- [Goal of the exercise]
Count the lines in the items below that contain the word "dress". Reply with the number alone.

[start of Entries supplied]

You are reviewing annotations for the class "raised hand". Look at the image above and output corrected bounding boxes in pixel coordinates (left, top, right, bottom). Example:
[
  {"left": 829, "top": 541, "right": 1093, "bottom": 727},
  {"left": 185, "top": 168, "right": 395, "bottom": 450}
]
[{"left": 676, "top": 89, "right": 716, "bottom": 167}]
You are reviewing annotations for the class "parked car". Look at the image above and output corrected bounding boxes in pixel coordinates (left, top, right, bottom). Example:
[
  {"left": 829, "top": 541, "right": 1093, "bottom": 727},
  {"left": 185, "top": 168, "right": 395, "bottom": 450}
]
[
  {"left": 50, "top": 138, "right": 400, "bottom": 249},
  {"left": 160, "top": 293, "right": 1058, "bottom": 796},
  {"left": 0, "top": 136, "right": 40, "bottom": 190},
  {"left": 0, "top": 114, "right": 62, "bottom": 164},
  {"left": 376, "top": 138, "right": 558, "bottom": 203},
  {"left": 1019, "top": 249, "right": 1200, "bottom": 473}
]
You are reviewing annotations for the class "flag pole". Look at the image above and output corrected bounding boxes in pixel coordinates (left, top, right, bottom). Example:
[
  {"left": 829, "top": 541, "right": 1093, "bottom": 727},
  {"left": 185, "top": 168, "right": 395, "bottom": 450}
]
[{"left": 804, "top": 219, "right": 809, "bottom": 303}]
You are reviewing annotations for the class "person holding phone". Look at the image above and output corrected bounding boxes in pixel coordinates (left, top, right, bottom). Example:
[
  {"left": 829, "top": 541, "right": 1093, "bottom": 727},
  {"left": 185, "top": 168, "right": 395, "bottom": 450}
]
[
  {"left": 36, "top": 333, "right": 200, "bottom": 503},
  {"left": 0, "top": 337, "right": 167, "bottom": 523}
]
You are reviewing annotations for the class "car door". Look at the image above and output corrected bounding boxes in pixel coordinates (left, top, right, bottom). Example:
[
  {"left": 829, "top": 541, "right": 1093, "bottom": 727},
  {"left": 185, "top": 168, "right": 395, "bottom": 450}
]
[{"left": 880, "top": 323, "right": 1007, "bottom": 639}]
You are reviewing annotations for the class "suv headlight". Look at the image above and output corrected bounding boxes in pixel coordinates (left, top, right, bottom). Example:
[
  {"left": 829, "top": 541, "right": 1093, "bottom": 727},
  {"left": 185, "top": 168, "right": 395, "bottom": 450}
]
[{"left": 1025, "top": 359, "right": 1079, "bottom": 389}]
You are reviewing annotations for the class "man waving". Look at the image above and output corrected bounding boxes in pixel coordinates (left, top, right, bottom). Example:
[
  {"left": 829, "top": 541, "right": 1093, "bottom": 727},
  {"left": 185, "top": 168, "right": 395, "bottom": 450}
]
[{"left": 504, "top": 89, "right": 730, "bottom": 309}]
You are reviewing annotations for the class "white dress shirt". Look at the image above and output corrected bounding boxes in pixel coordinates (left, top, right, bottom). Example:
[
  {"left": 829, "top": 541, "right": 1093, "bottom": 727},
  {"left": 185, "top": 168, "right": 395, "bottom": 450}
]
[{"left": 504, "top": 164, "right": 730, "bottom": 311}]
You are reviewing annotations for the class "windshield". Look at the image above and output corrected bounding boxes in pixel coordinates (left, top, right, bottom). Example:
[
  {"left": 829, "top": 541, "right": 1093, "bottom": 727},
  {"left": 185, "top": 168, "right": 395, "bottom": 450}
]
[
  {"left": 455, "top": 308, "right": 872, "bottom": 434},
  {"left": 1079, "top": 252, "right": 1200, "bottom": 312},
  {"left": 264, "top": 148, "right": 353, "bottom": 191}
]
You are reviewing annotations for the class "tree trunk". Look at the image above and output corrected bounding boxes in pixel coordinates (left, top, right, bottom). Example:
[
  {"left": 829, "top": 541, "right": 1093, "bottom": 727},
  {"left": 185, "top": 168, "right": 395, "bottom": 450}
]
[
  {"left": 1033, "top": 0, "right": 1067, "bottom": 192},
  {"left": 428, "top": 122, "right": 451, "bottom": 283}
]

[end of Entries supplied]

- [Answer to the exercise]
1